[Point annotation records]
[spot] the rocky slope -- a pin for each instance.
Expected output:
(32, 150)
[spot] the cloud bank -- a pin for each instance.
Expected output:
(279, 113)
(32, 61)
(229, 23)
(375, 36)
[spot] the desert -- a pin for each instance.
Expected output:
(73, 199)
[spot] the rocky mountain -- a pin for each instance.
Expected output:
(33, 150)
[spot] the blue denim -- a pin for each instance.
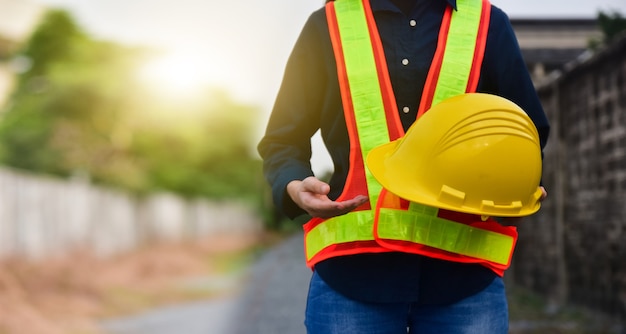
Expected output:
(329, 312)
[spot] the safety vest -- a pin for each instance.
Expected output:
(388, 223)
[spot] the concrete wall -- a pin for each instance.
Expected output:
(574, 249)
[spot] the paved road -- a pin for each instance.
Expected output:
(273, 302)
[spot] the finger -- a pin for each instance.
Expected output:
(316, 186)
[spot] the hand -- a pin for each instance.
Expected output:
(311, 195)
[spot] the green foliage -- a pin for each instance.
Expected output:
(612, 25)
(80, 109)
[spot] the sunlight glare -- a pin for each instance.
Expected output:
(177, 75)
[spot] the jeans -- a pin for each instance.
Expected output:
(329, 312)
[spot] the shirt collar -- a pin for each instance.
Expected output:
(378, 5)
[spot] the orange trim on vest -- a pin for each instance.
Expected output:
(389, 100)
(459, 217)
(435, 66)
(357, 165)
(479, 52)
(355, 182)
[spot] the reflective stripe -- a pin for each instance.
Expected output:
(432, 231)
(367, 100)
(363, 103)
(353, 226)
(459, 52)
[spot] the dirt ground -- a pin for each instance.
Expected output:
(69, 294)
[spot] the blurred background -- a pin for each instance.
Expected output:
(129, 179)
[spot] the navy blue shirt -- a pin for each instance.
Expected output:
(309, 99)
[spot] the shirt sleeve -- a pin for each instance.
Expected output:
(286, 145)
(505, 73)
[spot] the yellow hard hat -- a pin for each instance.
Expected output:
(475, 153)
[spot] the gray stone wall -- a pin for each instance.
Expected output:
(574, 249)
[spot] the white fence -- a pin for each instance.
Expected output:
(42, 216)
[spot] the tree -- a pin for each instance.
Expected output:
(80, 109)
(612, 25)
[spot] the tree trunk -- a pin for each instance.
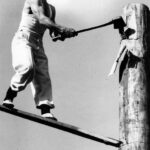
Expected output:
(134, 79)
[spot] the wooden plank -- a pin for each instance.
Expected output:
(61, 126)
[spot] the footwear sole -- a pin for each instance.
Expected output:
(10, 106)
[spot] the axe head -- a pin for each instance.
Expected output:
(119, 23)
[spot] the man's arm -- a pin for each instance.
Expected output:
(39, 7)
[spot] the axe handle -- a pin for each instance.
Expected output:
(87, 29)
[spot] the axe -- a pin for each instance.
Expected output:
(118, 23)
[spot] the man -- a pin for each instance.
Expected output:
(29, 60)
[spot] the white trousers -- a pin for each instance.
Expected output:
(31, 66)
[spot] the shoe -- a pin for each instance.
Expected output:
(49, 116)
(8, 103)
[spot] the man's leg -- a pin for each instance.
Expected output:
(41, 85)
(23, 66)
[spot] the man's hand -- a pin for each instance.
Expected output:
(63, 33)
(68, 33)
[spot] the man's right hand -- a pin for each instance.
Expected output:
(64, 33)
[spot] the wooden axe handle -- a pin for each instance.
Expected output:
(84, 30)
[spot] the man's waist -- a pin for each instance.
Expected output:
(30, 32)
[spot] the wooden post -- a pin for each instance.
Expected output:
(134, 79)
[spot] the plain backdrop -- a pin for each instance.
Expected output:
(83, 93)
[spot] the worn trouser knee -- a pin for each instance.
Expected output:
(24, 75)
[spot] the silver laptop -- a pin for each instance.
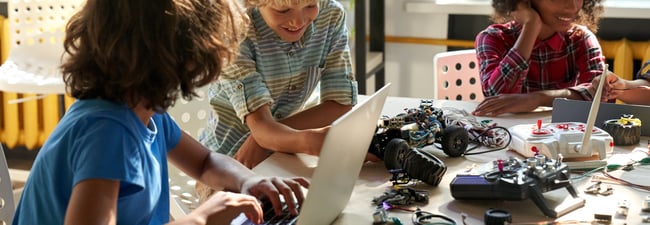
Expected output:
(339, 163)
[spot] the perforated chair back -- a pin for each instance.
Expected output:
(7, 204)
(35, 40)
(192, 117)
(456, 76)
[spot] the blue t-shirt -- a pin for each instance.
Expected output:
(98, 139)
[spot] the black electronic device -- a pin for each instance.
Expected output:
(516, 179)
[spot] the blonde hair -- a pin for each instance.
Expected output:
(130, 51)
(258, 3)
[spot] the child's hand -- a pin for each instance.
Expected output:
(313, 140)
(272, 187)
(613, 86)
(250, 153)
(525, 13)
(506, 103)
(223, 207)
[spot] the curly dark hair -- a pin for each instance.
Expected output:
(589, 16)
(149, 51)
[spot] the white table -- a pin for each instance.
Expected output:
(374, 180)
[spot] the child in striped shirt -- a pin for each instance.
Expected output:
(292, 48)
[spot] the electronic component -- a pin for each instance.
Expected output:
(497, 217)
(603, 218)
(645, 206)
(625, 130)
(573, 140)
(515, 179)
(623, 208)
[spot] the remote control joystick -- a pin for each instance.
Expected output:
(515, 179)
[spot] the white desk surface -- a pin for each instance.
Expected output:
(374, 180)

* * *

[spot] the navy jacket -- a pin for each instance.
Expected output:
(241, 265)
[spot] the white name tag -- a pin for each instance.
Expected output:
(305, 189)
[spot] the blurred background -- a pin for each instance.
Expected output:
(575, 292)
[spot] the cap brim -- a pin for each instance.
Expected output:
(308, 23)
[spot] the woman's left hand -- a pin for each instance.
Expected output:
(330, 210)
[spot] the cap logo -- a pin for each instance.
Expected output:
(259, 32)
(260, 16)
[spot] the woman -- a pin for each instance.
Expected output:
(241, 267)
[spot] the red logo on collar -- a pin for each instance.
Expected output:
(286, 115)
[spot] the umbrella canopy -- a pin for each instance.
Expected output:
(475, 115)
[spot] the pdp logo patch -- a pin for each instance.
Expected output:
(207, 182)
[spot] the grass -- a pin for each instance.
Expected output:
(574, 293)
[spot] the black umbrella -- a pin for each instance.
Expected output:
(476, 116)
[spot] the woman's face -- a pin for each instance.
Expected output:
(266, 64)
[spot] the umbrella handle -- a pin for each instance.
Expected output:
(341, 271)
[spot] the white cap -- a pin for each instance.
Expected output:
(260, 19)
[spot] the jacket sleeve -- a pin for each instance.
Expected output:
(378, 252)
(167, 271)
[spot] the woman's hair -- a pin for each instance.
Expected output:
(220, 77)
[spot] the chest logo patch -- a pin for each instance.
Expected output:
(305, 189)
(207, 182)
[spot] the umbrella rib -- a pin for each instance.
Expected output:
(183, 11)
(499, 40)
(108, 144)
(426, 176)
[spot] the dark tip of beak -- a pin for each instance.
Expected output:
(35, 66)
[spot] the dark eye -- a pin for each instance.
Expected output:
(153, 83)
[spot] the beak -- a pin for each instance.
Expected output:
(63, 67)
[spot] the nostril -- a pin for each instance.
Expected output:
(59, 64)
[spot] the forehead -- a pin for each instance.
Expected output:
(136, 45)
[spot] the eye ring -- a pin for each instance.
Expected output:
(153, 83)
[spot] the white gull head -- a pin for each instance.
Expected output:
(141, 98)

SET TASK ▸
Report how many lines in the listing above contain the string "handle", counting only case-sensitive matches. Give the number alone.

ANSWER IN FULL ▸
3